Restate the entries word for word, omitting nothing.

══ Dataset content ══

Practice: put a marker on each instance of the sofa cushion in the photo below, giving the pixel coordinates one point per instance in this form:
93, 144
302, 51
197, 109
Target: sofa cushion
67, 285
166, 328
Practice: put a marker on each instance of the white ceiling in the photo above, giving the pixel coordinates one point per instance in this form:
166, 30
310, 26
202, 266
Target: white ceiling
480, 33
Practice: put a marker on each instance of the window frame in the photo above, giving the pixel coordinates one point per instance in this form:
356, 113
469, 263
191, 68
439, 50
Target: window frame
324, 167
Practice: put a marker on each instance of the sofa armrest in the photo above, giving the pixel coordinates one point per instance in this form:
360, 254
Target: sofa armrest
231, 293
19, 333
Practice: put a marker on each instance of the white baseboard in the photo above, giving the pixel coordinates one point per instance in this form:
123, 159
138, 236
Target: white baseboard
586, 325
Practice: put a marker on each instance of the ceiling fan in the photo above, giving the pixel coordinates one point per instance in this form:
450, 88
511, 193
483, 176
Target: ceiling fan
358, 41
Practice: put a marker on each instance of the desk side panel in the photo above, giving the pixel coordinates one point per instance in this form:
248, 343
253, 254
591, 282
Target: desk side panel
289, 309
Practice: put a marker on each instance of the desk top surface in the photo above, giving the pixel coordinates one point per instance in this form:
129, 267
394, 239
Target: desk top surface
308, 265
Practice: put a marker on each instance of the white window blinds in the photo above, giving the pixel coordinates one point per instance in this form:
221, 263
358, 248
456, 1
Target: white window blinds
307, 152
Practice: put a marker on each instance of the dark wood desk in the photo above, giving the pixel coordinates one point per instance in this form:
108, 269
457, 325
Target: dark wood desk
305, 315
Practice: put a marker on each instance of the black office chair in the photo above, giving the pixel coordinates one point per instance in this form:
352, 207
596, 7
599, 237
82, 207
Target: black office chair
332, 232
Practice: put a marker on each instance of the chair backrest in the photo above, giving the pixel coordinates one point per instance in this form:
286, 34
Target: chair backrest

═══

Answer to the task:
Practice: put a marker on each instance of the sofa cushion in the photo below, giving the pixel coordinates one point per instance in this form:
93, 144
302, 51
197, 109
Target: sofa cushion
67, 285
166, 328
Practice: put a marker on each instance of the white ceiling in the photo above, giving the pixel coordinates one point per instance in this form:
166, 30
310, 26
202, 266
Target: white ceiling
480, 33
Practice: put a marker on each instance of the window frame in the photo above, giving the pixel coordinates one point per instance in this form:
356, 113
469, 263
191, 68
439, 50
Target: window frame
324, 167
Practice: put a marker on each instance of the sofa armrest in the photo above, giving the pixel coordinates one point per instance in this form:
360, 254
Target: sofa armrest
231, 293
19, 333
Practice: put a marker on each instance of the white baseboard in the photo above, giving the pixel coordinates one point per instance in this form:
123, 159
138, 236
Target: white baseboard
586, 325
Practice: put a marker on each instance of the ceiling fan in the photo above, giving the pixel coordinates one point per instance in this form:
450, 88
511, 193
483, 176
Target: ceiling fan
358, 41
Practice: put a marker on each instance of the desk side panel in the photo above, giving the pixel coordinates one point per instance in this form:
248, 343
253, 254
591, 282
Target: desk side panel
289, 309
Practice: put a marker on each instance of the desk top surface in the photo above, giving the pixel coordinates one point per instance in this form:
129, 267
394, 239
Target: desk top surface
308, 265
Practice: put a marker on each instance of the white window blinds in the photo above, giving the pixel coordinates one point per instance in this form:
221, 263
358, 248
456, 1
Target: white window blinds
307, 152
Practice: put a marker on each instance of the dark wood desk in the photo above, giving the pixel coordinates one point per instance in this form:
108, 269
457, 325
Target: dark wood desk
305, 315
Practice: put a marker on each instance of the black office chair in the photo above, giving the pixel coordinates one point per instance in this form:
352, 207
596, 7
599, 237
82, 207
Target: black office chair
332, 232
Practice: put a marker on each instance of the chair backrest in the photo above, giving the pixel coordinates one point per instance in this form:
286, 34
Target: chair backrest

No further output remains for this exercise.